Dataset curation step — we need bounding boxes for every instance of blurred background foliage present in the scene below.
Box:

════════════════

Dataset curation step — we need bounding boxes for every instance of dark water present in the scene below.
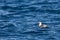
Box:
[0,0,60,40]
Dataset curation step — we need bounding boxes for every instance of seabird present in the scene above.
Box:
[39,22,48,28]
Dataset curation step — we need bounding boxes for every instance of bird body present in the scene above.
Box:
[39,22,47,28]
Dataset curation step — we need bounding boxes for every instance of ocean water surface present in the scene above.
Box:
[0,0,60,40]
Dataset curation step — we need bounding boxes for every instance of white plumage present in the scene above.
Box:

════════════════

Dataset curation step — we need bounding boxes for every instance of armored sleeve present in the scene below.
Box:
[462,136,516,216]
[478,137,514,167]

════════════════

Problem »
Can you retype the material verbatim, starting at the line that contains "sleeve present in the scene below." and ending at the line that contains "[478,137,514,167]"?

Result for this exercise »
Dataset curation step — we need bounding boxes for every instance of armored sleeve present in the scene below.
Box:
[462,136,516,216]
[478,137,514,167]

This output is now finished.